**PROBLEM REQUIREMENTS:** Please give again, word for word, the line that contains "Indicate one point per instance of the grassy" and every line after it to the end of the data, with no other lines.
BEGIN SOURCE RECORDS
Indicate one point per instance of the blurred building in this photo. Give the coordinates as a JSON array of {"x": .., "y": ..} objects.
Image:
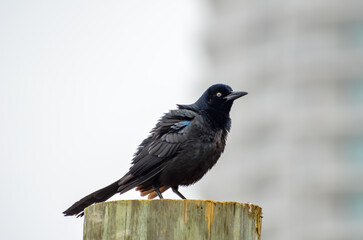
[{"x": 296, "y": 145}]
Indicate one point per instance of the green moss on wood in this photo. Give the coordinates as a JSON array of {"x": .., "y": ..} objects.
[{"x": 172, "y": 219}]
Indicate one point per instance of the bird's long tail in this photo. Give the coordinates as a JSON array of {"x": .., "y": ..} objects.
[{"x": 98, "y": 196}]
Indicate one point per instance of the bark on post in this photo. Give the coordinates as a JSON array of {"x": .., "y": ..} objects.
[{"x": 172, "y": 220}]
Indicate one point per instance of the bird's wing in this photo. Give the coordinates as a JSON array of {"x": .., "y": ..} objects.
[{"x": 165, "y": 140}]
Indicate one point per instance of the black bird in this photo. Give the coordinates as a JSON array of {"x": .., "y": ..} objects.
[{"x": 181, "y": 148}]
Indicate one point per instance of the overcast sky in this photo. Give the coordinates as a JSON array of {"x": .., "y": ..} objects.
[{"x": 81, "y": 85}]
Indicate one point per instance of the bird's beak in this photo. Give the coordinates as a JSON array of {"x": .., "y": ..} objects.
[{"x": 234, "y": 95}]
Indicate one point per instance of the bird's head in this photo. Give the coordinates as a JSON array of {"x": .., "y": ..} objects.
[{"x": 219, "y": 98}]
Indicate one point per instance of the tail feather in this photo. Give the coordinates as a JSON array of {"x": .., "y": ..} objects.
[{"x": 95, "y": 197}]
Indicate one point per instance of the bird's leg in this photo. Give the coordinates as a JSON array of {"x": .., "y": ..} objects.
[
  {"x": 156, "y": 189},
  {"x": 175, "y": 190}
]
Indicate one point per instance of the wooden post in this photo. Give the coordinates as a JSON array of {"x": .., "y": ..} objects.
[{"x": 172, "y": 220}]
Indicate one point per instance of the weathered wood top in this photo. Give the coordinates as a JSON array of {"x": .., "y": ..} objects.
[{"x": 172, "y": 219}]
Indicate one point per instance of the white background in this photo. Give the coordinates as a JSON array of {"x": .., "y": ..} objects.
[{"x": 81, "y": 85}]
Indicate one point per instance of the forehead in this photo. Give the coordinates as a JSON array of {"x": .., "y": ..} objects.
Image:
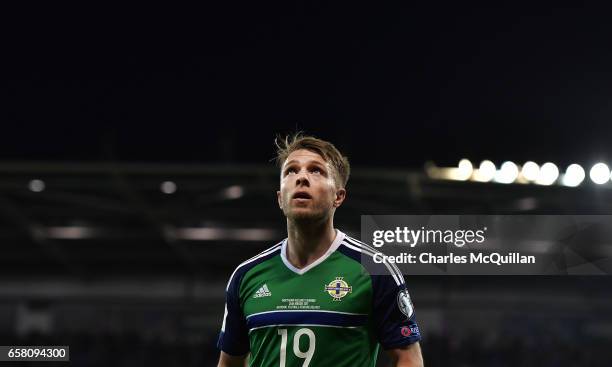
[{"x": 304, "y": 156}]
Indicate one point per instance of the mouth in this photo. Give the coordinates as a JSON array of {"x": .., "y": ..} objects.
[{"x": 302, "y": 195}]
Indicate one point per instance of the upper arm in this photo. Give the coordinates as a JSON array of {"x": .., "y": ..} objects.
[
  {"x": 407, "y": 356},
  {"x": 233, "y": 338},
  {"x": 226, "y": 360}
]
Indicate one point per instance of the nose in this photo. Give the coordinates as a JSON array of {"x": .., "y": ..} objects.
[{"x": 302, "y": 179}]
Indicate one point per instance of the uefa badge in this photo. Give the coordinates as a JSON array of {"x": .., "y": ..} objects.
[
  {"x": 338, "y": 289},
  {"x": 405, "y": 303}
]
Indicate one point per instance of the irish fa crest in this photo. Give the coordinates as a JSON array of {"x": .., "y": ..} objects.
[
  {"x": 405, "y": 303},
  {"x": 338, "y": 288}
]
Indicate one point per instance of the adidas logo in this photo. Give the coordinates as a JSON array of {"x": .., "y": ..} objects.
[{"x": 263, "y": 292}]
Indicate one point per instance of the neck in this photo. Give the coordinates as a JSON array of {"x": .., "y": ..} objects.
[{"x": 307, "y": 242}]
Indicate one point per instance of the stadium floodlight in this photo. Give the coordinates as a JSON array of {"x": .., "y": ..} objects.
[
  {"x": 36, "y": 185},
  {"x": 548, "y": 174},
  {"x": 507, "y": 173},
  {"x": 233, "y": 192},
  {"x": 574, "y": 175},
  {"x": 486, "y": 171},
  {"x": 530, "y": 171},
  {"x": 464, "y": 170},
  {"x": 600, "y": 173},
  {"x": 168, "y": 187}
]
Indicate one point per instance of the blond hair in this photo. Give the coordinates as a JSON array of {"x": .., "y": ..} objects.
[{"x": 325, "y": 149}]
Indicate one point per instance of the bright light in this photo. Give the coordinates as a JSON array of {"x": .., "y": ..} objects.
[
  {"x": 507, "y": 173},
  {"x": 600, "y": 173},
  {"x": 168, "y": 187},
  {"x": 233, "y": 192},
  {"x": 36, "y": 185},
  {"x": 486, "y": 171},
  {"x": 530, "y": 171},
  {"x": 548, "y": 174},
  {"x": 574, "y": 175},
  {"x": 225, "y": 234}
]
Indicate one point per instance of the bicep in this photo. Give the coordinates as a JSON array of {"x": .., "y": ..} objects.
[
  {"x": 407, "y": 356},
  {"x": 227, "y": 360}
]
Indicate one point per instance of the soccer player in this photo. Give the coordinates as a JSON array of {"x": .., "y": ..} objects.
[{"x": 316, "y": 298}]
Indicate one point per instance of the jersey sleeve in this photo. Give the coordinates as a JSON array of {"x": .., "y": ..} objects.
[
  {"x": 393, "y": 312},
  {"x": 233, "y": 338}
]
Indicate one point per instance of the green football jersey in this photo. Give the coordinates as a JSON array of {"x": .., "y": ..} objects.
[{"x": 334, "y": 312}]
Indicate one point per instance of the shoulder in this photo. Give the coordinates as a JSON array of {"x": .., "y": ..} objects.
[
  {"x": 249, "y": 264},
  {"x": 366, "y": 256}
]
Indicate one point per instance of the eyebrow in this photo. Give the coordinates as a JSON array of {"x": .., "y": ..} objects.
[{"x": 309, "y": 162}]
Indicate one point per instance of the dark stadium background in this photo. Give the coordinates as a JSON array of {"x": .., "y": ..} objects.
[{"x": 103, "y": 105}]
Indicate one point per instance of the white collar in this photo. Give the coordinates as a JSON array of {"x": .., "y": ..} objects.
[{"x": 334, "y": 246}]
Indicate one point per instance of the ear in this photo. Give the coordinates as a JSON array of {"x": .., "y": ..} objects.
[{"x": 340, "y": 196}]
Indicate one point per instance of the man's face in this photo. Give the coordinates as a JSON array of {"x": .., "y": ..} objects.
[{"x": 308, "y": 187}]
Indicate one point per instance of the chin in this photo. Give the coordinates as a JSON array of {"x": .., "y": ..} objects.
[{"x": 304, "y": 215}]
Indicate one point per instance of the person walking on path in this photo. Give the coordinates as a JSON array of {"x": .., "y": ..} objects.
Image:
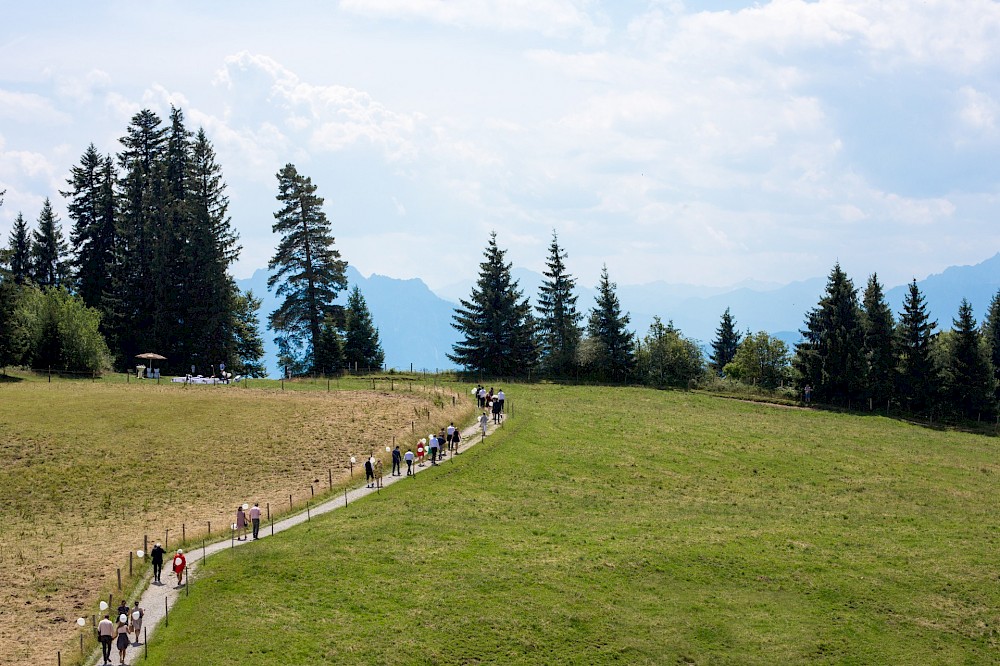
[
  {"x": 137, "y": 615},
  {"x": 255, "y": 519},
  {"x": 432, "y": 441},
  {"x": 157, "y": 558},
  {"x": 105, "y": 634},
  {"x": 241, "y": 524},
  {"x": 123, "y": 642},
  {"x": 180, "y": 562},
  {"x": 397, "y": 459}
]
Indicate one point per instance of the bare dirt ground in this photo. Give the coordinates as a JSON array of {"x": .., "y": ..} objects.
[{"x": 87, "y": 474}]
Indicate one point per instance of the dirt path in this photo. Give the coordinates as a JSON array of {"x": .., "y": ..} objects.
[{"x": 157, "y": 599}]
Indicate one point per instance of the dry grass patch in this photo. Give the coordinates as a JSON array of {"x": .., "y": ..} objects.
[{"x": 88, "y": 470}]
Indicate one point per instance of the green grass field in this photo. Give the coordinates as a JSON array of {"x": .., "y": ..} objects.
[
  {"x": 90, "y": 469},
  {"x": 636, "y": 527}
]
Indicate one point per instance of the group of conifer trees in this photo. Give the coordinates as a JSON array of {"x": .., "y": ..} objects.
[
  {"x": 503, "y": 335},
  {"x": 149, "y": 252},
  {"x": 855, "y": 353}
]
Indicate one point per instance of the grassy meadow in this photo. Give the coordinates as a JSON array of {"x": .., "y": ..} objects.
[
  {"x": 88, "y": 469},
  {"x": 637, "y": 527}
]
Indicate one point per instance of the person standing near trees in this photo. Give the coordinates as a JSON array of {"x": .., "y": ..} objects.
[
  {"x": 180, "y": 562},
  {"x": 122, "y": 642},
  {"x": 137, "y": 615},
  {"x": 397, "y": 459},
  {"x": 105, "y": 634},
  {"x": 432, "y": 443},
  {"x": 241, "y": 524},
  {"x": 255, "y": 519},
  {"x": 157, "y": 559}
]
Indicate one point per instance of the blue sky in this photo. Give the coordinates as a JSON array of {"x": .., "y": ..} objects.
[{"x": 706, "y": 143}]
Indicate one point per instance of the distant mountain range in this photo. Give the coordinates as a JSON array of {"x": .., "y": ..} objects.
[{"x": 415, "y": 323}]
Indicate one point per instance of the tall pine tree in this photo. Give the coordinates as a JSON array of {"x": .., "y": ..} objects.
[
  {"x": 727, "y": 341},
  {"x": 306, "y": 269},
  {"x": 559, "y": 329},
  {"x": 831, "y": 355},
  {"x": 878, "y": 331},
  {"x": 918, "y": 381},
  {"x": 91, "y": 206},
  {"x": 968, "y": 378},
  {"x": 498, "y": 337},
  {"x": 141, "y": 205},
  {"x": 19, "y": 251},
  {"x": 612, "y": 343},
  {"x": 50, "y": 265},
  {"x": 362, "y": 348},
  {"x": 991, "y": 334}
]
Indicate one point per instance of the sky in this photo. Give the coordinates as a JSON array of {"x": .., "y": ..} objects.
[{"x": 710, "y": 143}]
END SOURCE RECORDS
**RESPONSE BOX:**
Indicate one point per instance of the grassy meadow in this photo. Give the coordinates as a JSON array of {"x": .., "y": ..} objects.
[
  {"x": 88, "y": 469},
  {"x": 637, "y": 527}
]
Indicate one point per instance of the person standing near trees in this photo. Give the coordinates as a JSON array of {"x": .., "y": ..} objects.
[
  {"x": 180, "y": 562},
  {"x": 122, "y": 642},
  {"x": 137, "y": 615},
  {"x": 397, "y": 459},
  {"x": 105, "y": 634},
  {"x": 432, "y": 443},
  {"x": 241, "y": 524},
  {"x": 255, "y": 519},
  {"x": 157, "y": 559}
]
Indicate one point per instance of the blue sky in this photo. Give the coordinates as a JSON array of {"x": .., "y": ..} objects.
[{"x": 706, "y": 143}]
Indicate one point per instance of the distant mountain range in this photo. Give the coordinates as a JSON array of {"x": .., "y": ..} objects.
[{"x": 415, "y": 323}]
Indicate one point per instance of the tall pine tree in this photo. Give the coordinates as a JSON array of {"x": .., "y": ..} objects.
[
  {"x": 727, "y": 341},
  {"x": 306, "y": 269},
  {"x": 559, "y": 329},
  {"x": 831, "y": 355},
  {"x": 878, "y": 331},
  {"x": 918, "y": 381},
  {"x": 91, "y": 206},
  {"x": 968, "y": 378},
  {"x": 498, "y": 337},
  {"x": 141, "y": 205},
  {"x": 19, "y": 251},
  {"x": 612, "y": 343},
  {"x": 50, "y": 265},
  {"x": 362, "y": 348},
  {"x": 991, "y": 334}
]
Indicate one point per instance of the sky in this photo. Give the coordinates as a JSON array of {"x": .., "y": ..} objects.
[{"x": 710, "y": 143}]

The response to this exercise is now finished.